[START OF Extracted material]

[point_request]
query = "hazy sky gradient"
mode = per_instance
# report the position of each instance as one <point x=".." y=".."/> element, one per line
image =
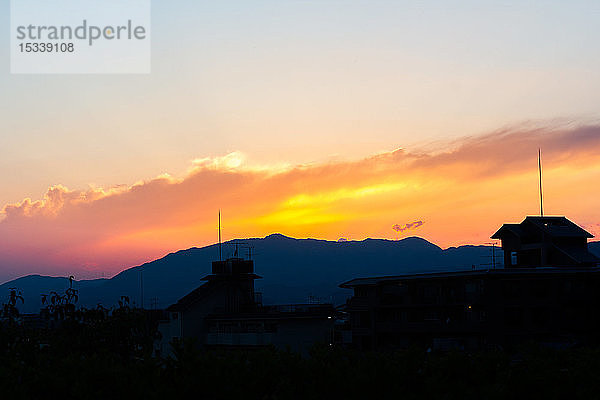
<point x="302" y="83"/>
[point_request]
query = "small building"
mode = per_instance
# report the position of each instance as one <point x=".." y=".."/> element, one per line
<point x="545" y="241"/>
<point x="548" y="292"/>
<point x="226" y="312"/>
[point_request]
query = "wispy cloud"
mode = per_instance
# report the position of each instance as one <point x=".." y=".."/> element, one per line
<point x="463" y="193"/>
<point x="410" y="226"/>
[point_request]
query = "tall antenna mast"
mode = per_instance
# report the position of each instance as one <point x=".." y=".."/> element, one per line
<point x="220" y="258"/>
<point x="541" y="188"/>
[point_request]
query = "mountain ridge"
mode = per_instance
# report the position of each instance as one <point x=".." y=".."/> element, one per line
<point x="293" y="270"/>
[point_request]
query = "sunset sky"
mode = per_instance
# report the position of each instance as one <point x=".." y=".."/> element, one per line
<point x="321" y="119"/>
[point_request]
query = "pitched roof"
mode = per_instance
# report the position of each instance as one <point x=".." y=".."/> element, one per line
<point x="553" y="226"/>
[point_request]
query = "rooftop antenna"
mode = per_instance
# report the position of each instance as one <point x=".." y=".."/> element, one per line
<point x="220" y="258"/>
<point x="541" y="188"/>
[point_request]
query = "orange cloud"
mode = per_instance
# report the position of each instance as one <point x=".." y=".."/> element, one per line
<point x="464" y="193"/>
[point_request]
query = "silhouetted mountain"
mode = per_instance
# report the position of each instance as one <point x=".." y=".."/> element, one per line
<point x="292" y="269"/>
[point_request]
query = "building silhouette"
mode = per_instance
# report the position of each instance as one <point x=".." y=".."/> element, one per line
<point x="226" y="312"/>
<point x="548" y="292"/>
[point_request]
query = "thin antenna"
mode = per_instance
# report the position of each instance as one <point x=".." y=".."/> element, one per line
<point x="220" y="258"/>
<point x="142" y="287"/>
<point x="541" y="188"/>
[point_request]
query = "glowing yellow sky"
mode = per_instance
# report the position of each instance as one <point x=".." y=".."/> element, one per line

[END OF Extracted material]

▶ Written task
Count the lines in the entries above that contain the word "antenna". Reply with the number only.

▶ Full response
3